* WHAT IS REQUIRED *
Please rewrite the items from the line with "of the grey" to the line with "the snowy field", replacing "marker" with "point" and leaving all else unchanged.

Dataset excerpts on object pointing
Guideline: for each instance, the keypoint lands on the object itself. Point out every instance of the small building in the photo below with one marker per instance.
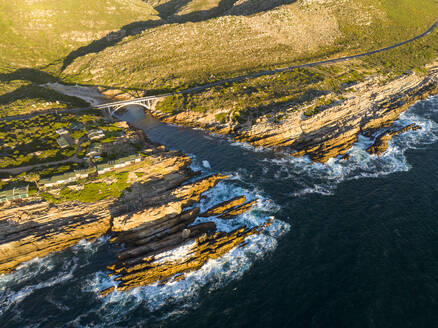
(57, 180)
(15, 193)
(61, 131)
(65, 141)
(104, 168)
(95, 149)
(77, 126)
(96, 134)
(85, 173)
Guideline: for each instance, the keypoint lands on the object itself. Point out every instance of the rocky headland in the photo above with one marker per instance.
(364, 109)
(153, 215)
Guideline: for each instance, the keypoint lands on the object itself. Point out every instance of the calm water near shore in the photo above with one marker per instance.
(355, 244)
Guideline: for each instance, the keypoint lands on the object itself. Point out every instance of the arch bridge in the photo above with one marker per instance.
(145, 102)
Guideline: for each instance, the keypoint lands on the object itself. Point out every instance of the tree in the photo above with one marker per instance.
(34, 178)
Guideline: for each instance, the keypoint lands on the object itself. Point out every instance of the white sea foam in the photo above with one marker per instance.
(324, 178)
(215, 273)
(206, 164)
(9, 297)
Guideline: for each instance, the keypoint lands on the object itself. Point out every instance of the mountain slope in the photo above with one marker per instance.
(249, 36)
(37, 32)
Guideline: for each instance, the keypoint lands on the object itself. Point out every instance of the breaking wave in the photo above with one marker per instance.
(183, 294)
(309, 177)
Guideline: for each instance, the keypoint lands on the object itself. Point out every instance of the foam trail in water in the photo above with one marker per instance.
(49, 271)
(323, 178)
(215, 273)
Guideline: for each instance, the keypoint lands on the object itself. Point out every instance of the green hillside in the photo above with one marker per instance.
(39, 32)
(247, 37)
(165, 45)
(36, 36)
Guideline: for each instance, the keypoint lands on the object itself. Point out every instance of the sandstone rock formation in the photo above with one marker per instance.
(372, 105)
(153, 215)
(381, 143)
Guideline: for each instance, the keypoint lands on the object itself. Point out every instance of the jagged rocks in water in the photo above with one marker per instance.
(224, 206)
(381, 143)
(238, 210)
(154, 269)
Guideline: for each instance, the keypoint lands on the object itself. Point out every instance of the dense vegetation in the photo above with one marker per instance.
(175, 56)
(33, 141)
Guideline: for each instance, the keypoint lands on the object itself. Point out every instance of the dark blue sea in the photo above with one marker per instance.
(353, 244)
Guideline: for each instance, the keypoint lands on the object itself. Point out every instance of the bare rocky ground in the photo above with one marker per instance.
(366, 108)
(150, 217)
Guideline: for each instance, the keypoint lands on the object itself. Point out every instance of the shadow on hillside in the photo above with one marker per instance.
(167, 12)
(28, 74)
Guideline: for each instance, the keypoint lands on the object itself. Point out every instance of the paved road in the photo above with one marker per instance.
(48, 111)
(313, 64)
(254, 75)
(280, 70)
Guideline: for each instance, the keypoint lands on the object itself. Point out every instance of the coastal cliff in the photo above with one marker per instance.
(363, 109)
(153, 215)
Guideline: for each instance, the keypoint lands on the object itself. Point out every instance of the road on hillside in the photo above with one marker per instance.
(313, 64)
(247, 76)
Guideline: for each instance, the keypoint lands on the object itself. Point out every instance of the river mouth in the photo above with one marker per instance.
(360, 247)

--

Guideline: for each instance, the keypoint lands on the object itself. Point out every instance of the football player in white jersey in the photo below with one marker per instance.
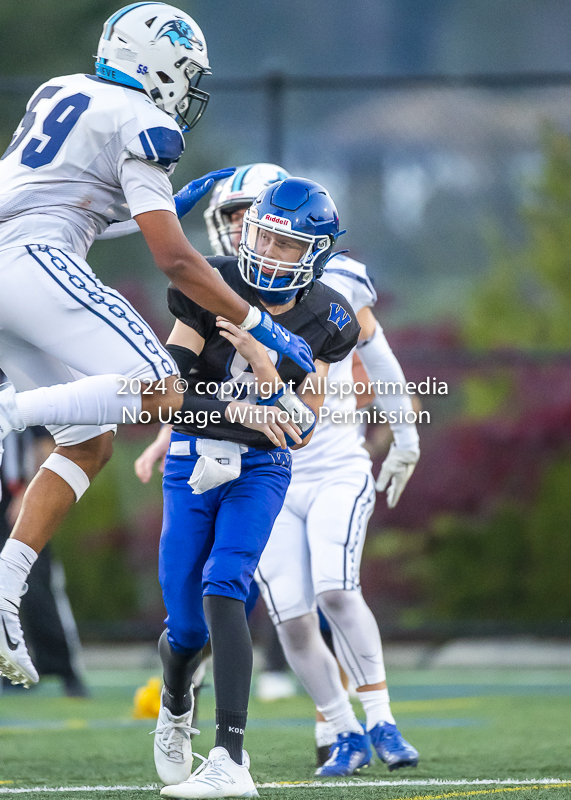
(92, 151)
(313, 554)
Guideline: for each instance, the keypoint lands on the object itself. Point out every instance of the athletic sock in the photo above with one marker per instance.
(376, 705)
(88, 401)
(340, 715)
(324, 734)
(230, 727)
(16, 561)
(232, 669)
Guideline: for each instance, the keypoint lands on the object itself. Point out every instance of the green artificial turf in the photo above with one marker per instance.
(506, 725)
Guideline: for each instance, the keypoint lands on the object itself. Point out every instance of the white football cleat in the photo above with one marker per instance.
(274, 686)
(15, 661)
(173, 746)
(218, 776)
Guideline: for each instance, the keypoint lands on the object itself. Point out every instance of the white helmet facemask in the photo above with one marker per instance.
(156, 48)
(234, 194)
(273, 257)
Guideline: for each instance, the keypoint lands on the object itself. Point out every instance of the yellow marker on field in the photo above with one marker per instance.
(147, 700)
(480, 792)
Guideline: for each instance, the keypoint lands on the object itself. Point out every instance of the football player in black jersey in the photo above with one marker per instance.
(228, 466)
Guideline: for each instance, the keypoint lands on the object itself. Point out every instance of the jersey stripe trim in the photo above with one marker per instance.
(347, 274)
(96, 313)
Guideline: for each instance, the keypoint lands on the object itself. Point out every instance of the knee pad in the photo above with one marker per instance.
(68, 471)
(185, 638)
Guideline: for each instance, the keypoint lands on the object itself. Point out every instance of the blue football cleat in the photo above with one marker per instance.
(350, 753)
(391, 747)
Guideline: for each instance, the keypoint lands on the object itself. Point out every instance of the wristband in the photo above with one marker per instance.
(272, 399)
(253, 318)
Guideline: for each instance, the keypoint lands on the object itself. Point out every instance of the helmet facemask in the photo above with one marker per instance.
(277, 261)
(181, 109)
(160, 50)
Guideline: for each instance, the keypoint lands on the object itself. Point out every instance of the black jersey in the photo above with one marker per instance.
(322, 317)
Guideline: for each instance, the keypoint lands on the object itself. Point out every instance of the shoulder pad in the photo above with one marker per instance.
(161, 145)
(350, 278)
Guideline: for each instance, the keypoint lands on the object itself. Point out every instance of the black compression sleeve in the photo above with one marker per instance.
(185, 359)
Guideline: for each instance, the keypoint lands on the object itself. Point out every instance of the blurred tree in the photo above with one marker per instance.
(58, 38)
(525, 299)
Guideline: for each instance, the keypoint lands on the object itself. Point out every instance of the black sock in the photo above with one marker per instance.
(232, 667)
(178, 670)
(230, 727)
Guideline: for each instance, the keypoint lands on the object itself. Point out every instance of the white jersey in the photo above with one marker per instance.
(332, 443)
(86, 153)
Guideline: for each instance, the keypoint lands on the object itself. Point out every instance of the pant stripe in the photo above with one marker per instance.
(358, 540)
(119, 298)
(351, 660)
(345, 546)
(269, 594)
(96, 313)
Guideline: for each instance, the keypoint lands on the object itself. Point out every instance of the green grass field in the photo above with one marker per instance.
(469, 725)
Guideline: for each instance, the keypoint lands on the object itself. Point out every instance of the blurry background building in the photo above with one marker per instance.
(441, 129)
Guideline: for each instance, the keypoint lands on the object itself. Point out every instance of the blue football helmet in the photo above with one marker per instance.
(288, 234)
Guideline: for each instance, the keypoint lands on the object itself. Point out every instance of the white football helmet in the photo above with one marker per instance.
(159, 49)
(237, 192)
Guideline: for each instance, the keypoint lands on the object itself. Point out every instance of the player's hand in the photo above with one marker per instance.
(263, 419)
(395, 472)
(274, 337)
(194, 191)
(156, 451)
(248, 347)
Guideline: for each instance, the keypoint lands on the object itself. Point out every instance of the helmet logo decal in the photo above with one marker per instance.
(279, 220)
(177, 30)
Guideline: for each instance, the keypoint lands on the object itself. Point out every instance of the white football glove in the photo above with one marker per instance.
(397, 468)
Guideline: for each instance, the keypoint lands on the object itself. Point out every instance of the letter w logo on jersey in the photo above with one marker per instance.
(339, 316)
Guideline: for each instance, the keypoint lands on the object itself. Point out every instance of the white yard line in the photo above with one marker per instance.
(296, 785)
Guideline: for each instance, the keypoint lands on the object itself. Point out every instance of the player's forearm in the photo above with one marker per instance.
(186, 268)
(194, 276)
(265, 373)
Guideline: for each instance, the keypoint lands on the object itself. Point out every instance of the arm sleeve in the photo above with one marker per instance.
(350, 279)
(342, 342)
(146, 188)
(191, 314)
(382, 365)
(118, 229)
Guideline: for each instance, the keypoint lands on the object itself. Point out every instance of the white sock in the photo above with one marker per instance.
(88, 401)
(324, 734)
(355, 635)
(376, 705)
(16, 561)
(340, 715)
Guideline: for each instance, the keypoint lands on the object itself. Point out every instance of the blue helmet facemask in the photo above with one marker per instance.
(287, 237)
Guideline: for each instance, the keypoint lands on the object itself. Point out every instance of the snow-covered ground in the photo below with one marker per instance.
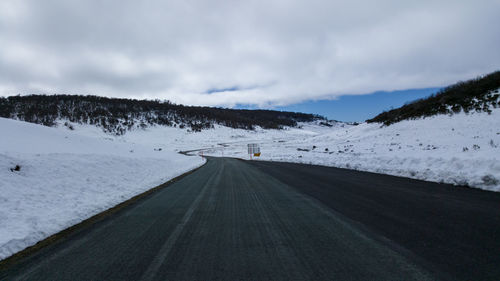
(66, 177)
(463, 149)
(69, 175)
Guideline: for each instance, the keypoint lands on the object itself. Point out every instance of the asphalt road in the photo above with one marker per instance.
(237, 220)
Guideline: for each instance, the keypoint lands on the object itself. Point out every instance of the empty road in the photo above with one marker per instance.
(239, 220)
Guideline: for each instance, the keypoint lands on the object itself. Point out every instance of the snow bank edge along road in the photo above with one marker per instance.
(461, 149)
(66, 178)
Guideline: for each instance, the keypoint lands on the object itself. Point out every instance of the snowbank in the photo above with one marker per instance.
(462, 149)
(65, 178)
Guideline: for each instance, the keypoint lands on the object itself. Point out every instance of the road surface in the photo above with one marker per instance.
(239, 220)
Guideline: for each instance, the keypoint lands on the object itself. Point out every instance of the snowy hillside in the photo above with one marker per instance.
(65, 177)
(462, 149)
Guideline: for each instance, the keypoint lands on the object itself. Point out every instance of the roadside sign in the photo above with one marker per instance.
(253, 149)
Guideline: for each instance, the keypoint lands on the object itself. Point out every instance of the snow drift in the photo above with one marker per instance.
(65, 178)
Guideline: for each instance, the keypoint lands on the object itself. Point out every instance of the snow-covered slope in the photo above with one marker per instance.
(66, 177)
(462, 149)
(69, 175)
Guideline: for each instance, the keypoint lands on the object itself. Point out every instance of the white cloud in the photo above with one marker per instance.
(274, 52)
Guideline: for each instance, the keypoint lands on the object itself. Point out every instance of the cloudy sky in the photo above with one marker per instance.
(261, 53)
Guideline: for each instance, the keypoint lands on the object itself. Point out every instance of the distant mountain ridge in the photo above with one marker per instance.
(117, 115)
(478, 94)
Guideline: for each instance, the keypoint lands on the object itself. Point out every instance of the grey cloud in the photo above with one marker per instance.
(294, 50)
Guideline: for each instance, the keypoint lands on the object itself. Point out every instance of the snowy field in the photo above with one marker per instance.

* OUTPUT FOR THIS TASK *
Guideline: for each instance, the keypoint lands on the object itself. Point out every instance of the grey cloud in the photo above with one point per instance.
(294, 50)
Guideline: for each instance, the keypoint lands on the object itself. Point out every instance of the snowy field in the photo above with one point per instance.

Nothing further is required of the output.